◆ What is needed ◆
Set down, in full, every record in the block.
[Source material Boundary: Start]
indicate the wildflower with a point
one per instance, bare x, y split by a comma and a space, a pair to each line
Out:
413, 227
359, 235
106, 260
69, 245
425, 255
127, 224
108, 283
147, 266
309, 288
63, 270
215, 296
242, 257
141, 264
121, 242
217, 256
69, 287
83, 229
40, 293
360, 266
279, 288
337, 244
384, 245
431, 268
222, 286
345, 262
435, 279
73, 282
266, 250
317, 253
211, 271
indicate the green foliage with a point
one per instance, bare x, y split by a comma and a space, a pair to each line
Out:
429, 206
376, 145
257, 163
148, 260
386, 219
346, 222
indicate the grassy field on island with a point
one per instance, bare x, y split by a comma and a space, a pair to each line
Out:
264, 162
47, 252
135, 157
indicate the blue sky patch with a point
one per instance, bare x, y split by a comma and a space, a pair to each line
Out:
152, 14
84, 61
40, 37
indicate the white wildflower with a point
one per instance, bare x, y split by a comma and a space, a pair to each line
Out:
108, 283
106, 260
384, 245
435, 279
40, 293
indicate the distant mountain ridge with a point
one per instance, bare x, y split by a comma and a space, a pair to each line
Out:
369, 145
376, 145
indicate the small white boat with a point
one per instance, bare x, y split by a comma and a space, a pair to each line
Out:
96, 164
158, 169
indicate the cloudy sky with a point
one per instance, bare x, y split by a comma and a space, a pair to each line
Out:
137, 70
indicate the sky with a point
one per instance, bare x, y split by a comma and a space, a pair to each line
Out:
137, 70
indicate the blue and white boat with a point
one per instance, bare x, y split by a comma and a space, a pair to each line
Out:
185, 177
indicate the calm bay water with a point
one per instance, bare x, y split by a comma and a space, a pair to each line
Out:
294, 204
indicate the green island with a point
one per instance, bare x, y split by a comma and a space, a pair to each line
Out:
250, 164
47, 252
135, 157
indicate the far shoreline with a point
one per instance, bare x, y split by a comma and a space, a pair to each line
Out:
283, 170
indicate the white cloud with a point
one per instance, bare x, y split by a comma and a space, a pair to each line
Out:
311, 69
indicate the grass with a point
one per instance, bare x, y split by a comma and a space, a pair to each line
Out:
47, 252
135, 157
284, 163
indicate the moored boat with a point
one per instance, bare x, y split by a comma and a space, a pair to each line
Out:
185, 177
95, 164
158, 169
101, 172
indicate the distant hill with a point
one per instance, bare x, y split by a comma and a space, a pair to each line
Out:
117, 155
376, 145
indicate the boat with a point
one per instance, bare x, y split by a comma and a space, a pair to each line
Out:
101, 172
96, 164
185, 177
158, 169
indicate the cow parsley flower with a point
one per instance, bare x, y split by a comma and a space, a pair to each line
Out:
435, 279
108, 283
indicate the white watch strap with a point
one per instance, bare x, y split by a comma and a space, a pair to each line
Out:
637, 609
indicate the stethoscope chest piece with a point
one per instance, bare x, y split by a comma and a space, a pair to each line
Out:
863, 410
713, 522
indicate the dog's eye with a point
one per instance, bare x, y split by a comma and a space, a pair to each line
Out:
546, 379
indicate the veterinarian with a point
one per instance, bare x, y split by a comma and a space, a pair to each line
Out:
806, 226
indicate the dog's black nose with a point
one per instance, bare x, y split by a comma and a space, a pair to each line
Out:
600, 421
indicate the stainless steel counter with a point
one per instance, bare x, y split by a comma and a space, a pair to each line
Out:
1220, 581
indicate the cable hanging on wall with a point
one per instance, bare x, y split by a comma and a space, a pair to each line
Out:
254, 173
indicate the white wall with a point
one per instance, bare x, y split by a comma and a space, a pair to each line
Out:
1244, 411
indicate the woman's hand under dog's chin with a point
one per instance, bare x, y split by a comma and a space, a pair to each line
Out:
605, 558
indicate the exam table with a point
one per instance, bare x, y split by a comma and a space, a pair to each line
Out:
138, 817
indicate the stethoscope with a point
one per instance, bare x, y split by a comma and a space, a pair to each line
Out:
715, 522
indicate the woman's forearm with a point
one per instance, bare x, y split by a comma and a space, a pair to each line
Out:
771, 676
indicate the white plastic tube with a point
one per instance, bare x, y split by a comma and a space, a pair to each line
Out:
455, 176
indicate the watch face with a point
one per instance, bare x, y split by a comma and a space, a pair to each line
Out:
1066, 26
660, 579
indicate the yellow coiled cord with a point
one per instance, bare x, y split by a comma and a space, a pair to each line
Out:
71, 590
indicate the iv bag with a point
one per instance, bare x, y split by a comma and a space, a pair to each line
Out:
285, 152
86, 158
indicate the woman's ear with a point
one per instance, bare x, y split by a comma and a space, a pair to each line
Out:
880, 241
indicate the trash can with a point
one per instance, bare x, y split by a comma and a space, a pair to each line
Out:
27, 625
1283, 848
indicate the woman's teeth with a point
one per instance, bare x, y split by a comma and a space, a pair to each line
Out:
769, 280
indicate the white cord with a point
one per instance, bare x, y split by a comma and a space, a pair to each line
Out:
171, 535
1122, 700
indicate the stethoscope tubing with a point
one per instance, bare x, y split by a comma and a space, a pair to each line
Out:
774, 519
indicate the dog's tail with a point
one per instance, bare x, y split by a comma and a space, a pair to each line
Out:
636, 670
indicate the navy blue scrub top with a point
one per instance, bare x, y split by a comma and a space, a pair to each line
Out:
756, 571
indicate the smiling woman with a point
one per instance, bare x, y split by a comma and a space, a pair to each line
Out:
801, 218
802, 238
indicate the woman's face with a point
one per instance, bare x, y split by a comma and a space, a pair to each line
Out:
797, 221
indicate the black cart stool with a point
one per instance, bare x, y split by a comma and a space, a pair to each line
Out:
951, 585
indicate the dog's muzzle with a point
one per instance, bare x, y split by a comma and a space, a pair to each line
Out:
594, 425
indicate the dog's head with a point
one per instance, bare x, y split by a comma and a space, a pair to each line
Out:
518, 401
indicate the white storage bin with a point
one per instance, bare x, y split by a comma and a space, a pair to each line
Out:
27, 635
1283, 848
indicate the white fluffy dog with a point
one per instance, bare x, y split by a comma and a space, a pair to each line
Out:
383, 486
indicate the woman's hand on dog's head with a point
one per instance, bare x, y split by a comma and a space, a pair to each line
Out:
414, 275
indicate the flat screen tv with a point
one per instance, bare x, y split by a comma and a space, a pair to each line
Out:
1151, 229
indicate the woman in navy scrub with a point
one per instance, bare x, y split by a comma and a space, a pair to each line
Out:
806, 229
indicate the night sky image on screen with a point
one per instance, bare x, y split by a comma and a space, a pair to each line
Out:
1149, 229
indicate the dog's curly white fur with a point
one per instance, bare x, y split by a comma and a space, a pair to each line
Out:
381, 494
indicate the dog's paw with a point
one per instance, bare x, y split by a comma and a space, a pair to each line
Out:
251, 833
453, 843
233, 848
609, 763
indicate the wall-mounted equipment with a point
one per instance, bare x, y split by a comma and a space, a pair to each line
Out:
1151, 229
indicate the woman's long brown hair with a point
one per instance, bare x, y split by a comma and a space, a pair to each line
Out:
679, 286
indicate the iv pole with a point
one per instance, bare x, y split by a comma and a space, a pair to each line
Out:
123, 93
[Source material Boundary: End]
◆ Output below ◆
indicate the wildflower with a point
one per instance, bare x, y split by a comma and a space, a pair to each line
Out:
413, 227
359, 235
106, 260
69, 245
425, 255
127, 224
108, 283
147, 266
309, 288
63, 270
215, 296
242, 257
141, 264
121, 242
217, 256
69, 287
83, 229
40, 293
360, 266
279, 288
337, 244
384, 245
431, 268
222, 286
345, 262
435, 279
73, 282
266, 250
317, 253
211, 271
indicate the green foliage with a point
one per instance, bare x, y split by a comma and a space, a pair to each line
Out:
429, 206
376, 145
257, 163
148, 260
386, 219
346, 222
indicate the grassy field on island with a point
one per instance, bare x, y split by a comma and a space, a pair to each line
Out:
264, 162
47, 252
135, 157
indicate the blue sky patch with a point
one per instance, bare x, y split by a comma and a space, a pair to each line
Out:
152, 14
84, 61
40, 37
indicate the white wildflower with a point
one per instance, bare x, y split by a comma and a space, a pair to each line
Out:
108, 283
106, 260
384, 245
435, 279
40, 293
indicate the distant mountain ridge with a point
one per instance, bare x, y split by a comma and a space, a pair to each line
Out:
369, 145
376, 145
indicate the small white boat with a point
one per instance, bare x, y split by a comma and a space, a pair to each line
Out:
96, 164
158, 169
indicate the cloudy sky with a point
one per instance, bare x, y split by a comma and a space, a pair to each line
Out:
137, 70
indicate the sky with a point
one per instance, bare x, y split by a comma and a space, a pair to each line
Out:
137, 70
indicate the blue and white boat with a point
one per instance, bare x, y split by a comma and a space, a pair to each line
Out:
185, 177
indicate the calm bay water with a point
one per instance, bare x, y split by a comma and a space, a pair to each line
Out:
294, 204
indicate the green island with a point
one per instance, bare x, y split by a comma and a space, a pair to each line
Out:
250, 164
47, 252
135, 157
indicate the far shoreline with a point
one per instance, bare x, y split by a comma and a space, a pair to each line
Out:
283, 170
indicate the white cloud with a point
one per instance, bare x, y split by a comma and a space, a pair to each line
Out:
311, 69
indicate the grass with a point
one per instance, bare x, y split by a comma and a space, a pair to each line
Out:
47, 252
135, 157
284, 163
indicate the moored boat with a point
one per instance, bare x, y split by a comma and a space, a pair to each line
Out:
185, 177
95, 164
158, 169
101, 172
indicate the distant hill with a point
one per instance, bare x, y split by a comma and a space, a pair to each line
Out:
117, 155
376, 145
indicate the boat with a point
one per instance, bare x, y split by a comma and a space, a pair to each line
Out:
101, 172
96, 164
185, 177
158, 169
indicate the cow parsley flower with a point
one per instance, bare x, y split by a comma and a space, a pair to each line
Out:
435, 279
108, 283
indicate the white watch strap with a point
one per instance, bare x, y split by a comma and a space, a pair to each line
Out:
637, 609
indicate the stethoscope chest piece with a point
one per instance, bare x, y split by a comma and a space, a pair to each line
Out:
863, 410
713, 522
indicate the dog's eye with a point
one per instance, bare x, y split by a comma and a space, a pair to each line
Out:
546, 379
indicate the veterinarian with a point
one per instance, bare x, y split by a comma and a space, a pair to each line
Out:
806, 226
indicate the dog's black nose with a point
one per instance, bare x, y split by a comma and a space, a pair to each line
Out:
600, 421
indicate the stainless steel counter with a point
one per instance, bare x, y split by a comma and a space, a pair to each line
Out:
1220, 581
indicate the cable hanging on wall with a point
one per instance, bare x, y split by a comma and a space, a pair to each line
Out:
254, 173
indicate the white wall with a point
one per instance, bare x, y split by a comma and a space, a pair to each line
Out:
1244, 411
indicate the woman's hand under dog's chin with a point
one per instance, bare x, y split by a comma and a space, a pair to each line
Out:
605, 558
indicate the exam table with a point
one per instance, bare x, y split by a comma and a space, a pair to each line
Out:
138, 817
indicate the stethoscope with a point
one per instance, bare x, y split by a comma and a space, a pair to each line
Out:
715, 522
indicate the woman's forearm with a point
one per instance, bare x, y split by a comma and a space, a pair to each line
Out:
771, 676
indicate the white plastic tube with a point
one per instance, bare x, y split by a comma and a space, a pair to each line
Out:
455, 176
indicate the watch face with a point
one per instance, bare x, y split by a comma and a space, a pair to each line
Out:
1066, 26
660, 579
indicate the yellow coiled cord with a point
one per instance, bare x, y split by a comma and a space, a pair to each line
Out:
71, 590
indicate the iv bag with a point
one per instance, bare x, y split by a comma and a space, a pair to each line
Out:
285, 152
86, 158
indicate the woman's ear with a point
one per instance, bare x, y split by a comma and a space, a pair to each line
Out:
880, 241
indicate the trash can with a point
one per instance, bare x, y split by a comma and a space, a pair to each line
Out:
27, 625
1283, 848
indicate the woman's teeth with a point
one per instance, bare x, y split by a comma and a space, a pair to each line
Out:
769, 280
indicate the white cord with a point
one per instance, bare x, y split by a comma and a space, a pair to each line
Out:
171, 535
1122, 700
indicate the stethoscope tubing with a point
one per instance, bare x, y split by a comma and a space, a pair to each line
Out:
774, 519
indicate the dog's tail with a point
one per instance, bare x, y split by a comma and a space, a pair to each line
Out:
636, 670
indicate the navy blue scrub top with a point
one per instance, bare x, y split by a comma and a space, a pair to each line
Out:
756, 571
indicate the smiling woman with a point
one per instance, bare x, y split by a comma and a space, a pair to each line
Out:
801, 218
802, 238
indicate the woman's face with a point
one per instance, bare x, y split by a comma and a space, a pair to each line
Out:
797, 221
indicate the black cart stool with a point
one per instance, bare x, y split by a comma and a space, a pair to each line
Out:
951, 585
indicate the dog's muzzle with a point
one per instance, bare x, y split by a comma and a space, a pair to each line
Out:
594, 425
indicate the dog's head with a point
one per instance, bare x, y split by a comma and a space, a pair to each line
Out:
518, 401
indicate the white storage bin with a point
one per instance, bare x, y split by a comma and a space, a pair to each line
Out:
27, 635
1283, 848
indicate the white fluffy dog with a point
one per instance, bare x, y split by a comma and a space, a pair to each line
Out:
383, 486
indicate the woman's hand on dog's head with a point
one per instance, bare x, y split by a comma and a space, a pair to each line
Out:
414, 275
indicate the flat screen tv with a point
one per instance, bare x, y split by a comma and a space, a pair to each line
Out:
1151, 229
indicate the woman in navy scrub with a point
one per instance, bare x, y split by a comma and a space, a pair to each line
Out:
806, 229
indicate the night sky image on screen with a point
one per instance, bare x, y split by a comma and a space, a pair to each line
Out:
1149, 229
indicate the dog's curly white fur with a point
one per instance, bare x, y split by a comma and a space, a pair to each line
Out:
381, 494
indicate the dog's paw with a point
one per instance, bare x, y split by a comma and a space, a pair to each line
Out:
251, 833
453, 843
233, 848
609, 763
indicate the wall-mounted equipment with a point
one per instance, bare x, y split by a comma and a space, a pair to each line
Out:
1151, 229
indicate the woman's long brown hair with a point
one per instance, bare x, y split by a comma and a space, a pair to each line
Out:
679, 286
indicate the iv pole with a point
one per instance, bare x, y split by a comma and a space, a pair to each line
Out:
123, 93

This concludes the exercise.